## Begin PROVIDED MATERIAL

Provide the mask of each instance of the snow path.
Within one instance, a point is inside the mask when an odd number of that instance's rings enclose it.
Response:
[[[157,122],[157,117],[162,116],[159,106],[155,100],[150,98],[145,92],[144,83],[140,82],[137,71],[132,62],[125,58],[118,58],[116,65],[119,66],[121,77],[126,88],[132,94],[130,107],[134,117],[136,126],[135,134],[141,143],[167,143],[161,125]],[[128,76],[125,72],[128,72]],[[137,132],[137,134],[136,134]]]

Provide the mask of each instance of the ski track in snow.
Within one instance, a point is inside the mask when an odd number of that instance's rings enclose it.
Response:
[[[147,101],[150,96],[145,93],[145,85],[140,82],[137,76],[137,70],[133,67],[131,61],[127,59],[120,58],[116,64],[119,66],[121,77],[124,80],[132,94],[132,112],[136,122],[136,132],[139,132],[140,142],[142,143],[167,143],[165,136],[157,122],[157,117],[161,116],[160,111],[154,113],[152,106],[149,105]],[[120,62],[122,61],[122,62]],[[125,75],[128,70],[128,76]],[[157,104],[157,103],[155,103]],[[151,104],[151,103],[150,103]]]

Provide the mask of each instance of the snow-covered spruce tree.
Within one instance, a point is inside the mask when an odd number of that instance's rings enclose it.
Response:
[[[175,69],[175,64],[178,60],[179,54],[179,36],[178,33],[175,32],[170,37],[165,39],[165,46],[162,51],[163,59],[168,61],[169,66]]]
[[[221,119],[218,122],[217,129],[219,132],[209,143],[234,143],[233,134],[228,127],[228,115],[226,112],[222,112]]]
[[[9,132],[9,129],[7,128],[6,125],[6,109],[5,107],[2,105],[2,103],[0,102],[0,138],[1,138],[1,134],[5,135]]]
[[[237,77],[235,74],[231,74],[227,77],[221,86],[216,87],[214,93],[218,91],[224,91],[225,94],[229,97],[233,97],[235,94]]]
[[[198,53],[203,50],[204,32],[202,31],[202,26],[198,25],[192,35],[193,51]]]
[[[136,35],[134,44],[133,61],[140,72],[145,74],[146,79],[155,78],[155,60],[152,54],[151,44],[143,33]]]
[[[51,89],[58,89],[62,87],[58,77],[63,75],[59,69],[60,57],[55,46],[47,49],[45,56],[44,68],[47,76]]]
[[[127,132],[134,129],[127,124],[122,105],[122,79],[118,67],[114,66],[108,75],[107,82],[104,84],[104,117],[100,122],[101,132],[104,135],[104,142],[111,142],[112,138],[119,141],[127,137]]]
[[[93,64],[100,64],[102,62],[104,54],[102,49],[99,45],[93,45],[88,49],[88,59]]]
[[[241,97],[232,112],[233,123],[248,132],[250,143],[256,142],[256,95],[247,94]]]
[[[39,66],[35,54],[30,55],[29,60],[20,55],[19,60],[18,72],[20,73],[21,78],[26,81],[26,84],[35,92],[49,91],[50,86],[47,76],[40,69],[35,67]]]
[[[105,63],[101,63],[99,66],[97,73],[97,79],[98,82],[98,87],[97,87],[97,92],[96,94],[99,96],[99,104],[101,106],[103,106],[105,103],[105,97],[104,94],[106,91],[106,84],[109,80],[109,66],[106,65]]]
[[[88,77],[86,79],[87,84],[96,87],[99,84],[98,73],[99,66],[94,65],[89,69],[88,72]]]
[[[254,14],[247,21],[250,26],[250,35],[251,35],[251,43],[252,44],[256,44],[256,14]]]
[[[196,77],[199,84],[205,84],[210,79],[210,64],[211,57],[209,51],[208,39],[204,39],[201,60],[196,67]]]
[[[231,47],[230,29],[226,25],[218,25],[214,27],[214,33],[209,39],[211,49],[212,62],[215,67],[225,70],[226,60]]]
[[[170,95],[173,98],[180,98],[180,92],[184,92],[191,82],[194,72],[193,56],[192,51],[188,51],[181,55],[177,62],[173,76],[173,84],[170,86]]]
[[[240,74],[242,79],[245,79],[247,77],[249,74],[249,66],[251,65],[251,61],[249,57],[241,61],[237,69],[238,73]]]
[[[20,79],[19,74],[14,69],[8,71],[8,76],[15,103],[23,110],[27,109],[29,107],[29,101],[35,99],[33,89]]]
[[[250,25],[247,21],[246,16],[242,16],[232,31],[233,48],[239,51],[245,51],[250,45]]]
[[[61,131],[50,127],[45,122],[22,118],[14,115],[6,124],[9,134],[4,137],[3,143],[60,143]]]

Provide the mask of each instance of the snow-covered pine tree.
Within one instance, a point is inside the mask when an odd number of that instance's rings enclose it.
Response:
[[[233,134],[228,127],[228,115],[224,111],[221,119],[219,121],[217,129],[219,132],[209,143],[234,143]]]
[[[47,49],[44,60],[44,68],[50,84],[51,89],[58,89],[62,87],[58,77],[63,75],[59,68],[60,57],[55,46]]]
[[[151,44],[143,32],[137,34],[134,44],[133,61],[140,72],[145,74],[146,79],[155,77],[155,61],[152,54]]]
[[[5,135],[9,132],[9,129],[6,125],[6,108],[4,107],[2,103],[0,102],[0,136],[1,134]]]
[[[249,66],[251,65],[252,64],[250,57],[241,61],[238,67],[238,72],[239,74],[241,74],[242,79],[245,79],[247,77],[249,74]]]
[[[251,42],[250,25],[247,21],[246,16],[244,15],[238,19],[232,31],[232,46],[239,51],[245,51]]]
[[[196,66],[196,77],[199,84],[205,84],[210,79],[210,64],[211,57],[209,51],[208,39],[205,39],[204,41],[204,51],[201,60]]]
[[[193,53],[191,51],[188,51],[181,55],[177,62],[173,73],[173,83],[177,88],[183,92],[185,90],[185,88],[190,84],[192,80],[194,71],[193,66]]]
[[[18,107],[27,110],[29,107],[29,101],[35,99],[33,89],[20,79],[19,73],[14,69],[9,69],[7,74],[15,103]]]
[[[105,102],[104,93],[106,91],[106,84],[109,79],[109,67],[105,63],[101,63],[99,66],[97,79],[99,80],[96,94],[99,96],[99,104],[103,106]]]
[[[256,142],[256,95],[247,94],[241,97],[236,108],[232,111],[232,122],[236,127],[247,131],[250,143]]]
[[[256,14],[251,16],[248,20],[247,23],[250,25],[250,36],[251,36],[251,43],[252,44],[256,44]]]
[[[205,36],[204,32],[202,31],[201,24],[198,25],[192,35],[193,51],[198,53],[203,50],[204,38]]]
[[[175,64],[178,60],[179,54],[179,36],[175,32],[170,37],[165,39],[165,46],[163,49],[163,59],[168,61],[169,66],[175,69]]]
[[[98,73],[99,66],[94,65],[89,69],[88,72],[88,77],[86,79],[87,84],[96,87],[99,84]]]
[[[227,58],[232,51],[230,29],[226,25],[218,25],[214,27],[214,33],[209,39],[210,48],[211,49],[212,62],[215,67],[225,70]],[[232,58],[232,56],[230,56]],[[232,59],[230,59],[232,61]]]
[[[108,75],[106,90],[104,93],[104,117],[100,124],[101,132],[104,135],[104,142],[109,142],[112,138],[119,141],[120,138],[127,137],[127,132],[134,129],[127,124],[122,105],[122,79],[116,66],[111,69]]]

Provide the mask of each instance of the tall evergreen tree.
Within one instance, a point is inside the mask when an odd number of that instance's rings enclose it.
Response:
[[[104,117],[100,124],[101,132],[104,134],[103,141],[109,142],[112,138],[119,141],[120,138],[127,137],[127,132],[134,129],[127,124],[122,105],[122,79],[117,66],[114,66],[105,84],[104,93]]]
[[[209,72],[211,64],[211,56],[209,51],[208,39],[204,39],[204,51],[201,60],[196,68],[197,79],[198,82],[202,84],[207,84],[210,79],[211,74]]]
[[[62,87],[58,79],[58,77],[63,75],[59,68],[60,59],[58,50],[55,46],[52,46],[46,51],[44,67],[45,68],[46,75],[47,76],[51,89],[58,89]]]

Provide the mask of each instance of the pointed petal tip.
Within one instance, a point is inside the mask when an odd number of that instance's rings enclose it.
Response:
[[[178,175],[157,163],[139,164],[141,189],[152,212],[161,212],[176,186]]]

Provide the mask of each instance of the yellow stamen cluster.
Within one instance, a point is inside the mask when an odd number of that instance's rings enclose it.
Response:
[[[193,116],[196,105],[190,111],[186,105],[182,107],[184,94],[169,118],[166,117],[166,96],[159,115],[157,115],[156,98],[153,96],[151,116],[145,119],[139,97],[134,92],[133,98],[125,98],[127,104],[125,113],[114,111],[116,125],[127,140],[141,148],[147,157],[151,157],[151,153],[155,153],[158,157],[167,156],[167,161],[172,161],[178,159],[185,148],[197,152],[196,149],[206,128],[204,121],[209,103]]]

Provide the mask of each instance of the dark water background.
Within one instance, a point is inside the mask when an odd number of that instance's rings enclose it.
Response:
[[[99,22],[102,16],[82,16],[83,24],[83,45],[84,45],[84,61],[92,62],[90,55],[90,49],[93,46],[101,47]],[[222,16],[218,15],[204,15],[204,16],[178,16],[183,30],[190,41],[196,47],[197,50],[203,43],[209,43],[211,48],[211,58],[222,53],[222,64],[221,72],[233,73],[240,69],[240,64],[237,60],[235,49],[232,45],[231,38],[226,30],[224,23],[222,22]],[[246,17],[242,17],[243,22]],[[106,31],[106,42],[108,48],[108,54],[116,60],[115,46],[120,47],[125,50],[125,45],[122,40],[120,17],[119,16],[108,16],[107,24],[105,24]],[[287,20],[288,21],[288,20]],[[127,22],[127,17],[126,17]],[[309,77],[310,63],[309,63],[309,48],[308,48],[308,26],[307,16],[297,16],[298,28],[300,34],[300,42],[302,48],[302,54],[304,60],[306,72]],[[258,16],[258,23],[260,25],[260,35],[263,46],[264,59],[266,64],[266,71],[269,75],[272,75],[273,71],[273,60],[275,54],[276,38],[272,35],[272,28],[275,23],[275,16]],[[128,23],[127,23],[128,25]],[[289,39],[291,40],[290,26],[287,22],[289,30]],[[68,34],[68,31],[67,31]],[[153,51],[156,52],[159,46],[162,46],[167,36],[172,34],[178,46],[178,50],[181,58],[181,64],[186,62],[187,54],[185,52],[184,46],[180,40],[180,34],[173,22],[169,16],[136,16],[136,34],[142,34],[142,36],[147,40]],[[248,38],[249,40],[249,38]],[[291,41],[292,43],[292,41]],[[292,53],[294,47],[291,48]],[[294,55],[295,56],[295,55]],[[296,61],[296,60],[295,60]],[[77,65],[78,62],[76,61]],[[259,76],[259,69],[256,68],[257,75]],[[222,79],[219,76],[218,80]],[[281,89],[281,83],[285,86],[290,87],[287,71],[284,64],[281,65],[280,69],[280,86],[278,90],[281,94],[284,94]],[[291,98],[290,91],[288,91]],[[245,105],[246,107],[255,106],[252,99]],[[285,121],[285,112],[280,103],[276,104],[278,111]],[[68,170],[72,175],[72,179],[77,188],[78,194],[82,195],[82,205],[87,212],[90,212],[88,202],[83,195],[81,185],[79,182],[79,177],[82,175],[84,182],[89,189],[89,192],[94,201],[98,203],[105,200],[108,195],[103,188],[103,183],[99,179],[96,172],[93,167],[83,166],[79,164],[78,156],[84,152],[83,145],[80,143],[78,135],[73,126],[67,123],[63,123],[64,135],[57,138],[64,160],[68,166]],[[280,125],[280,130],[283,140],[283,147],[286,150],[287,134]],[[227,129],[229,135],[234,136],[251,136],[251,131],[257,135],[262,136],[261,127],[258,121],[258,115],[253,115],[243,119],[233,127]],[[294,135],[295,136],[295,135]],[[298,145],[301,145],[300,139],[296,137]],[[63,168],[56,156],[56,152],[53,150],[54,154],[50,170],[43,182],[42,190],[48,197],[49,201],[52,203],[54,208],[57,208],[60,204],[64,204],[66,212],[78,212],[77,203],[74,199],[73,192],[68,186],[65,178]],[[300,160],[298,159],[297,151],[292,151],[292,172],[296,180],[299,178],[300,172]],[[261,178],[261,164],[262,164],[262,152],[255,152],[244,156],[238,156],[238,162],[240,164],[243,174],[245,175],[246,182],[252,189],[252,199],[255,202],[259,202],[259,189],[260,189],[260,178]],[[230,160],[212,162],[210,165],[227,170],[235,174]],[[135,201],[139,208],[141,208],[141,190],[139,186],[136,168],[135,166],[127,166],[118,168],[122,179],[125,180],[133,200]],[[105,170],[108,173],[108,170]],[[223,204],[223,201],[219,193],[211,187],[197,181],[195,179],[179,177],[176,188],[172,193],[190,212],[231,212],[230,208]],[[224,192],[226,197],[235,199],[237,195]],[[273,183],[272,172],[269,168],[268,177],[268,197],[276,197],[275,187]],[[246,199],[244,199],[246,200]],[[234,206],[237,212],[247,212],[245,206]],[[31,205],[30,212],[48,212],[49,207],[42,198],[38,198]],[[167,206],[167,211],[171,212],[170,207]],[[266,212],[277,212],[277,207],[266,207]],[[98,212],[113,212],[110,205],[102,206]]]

## End PROVIDED MATERIAL

### WHAT THE EXERCISE ASKS
Count the lines of the material above that contain the word "each". Reply with the number only.

### RESPONSE BELOW
8